▸ **WHAT YOU WILL DO**: Rewrite the rows from the start through the line containing "(1262, 391)", including that line and the requests, with each pixel coordinate multiplied by 1.05 and rounded to the nearest whole number, halves rounded up.

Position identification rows
begin
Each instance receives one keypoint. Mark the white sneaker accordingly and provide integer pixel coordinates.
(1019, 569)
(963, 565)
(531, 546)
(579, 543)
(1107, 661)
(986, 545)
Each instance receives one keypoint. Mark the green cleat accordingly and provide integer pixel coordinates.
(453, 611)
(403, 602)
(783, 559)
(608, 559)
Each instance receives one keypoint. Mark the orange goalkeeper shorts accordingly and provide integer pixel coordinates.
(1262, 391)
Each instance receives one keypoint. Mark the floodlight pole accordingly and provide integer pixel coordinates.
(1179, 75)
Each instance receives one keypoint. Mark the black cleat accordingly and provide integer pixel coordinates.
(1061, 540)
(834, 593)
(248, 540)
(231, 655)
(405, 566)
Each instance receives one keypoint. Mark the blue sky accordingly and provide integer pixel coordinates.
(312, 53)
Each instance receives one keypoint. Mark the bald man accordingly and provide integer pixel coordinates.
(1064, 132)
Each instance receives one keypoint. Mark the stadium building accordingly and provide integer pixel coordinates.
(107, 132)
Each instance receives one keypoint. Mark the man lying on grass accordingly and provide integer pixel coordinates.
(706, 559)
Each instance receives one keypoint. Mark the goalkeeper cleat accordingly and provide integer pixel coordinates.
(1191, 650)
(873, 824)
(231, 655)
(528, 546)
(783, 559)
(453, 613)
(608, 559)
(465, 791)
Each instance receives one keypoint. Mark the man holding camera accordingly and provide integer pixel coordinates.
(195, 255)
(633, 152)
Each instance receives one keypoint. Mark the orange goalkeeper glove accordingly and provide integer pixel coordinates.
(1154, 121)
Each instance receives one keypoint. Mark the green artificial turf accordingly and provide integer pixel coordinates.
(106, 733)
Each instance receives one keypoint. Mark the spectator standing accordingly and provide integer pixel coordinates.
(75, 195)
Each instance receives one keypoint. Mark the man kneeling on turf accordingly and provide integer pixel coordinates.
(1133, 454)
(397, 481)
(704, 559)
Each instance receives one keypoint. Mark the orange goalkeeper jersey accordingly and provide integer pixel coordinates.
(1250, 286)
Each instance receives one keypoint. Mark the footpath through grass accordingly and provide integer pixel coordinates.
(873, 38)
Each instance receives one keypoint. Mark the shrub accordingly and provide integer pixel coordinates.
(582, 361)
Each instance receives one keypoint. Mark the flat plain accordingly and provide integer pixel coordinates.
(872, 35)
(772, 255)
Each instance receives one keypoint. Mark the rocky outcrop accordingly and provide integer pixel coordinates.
end
▸ **TASK SOLUTION**:
Each instance receives one keypoint. Mark the white sneaker accordingly and provide integer pixel coordinates.
(1070, 597)
(1011, 593)
(558, 573)
(608, 570)
(1162, 694)
(1035, 572)
Each instance receives one keypoint. Mark the green cleat accordingly and provide integer pixel coordinates.
(476, 642)
(423, 632)
(822, 587)
(638, 587)
Each instance receives one keypoint. Mark the orange goalkeeper shorts accordingly and provide integer pixel coordinates.
(1325, 411)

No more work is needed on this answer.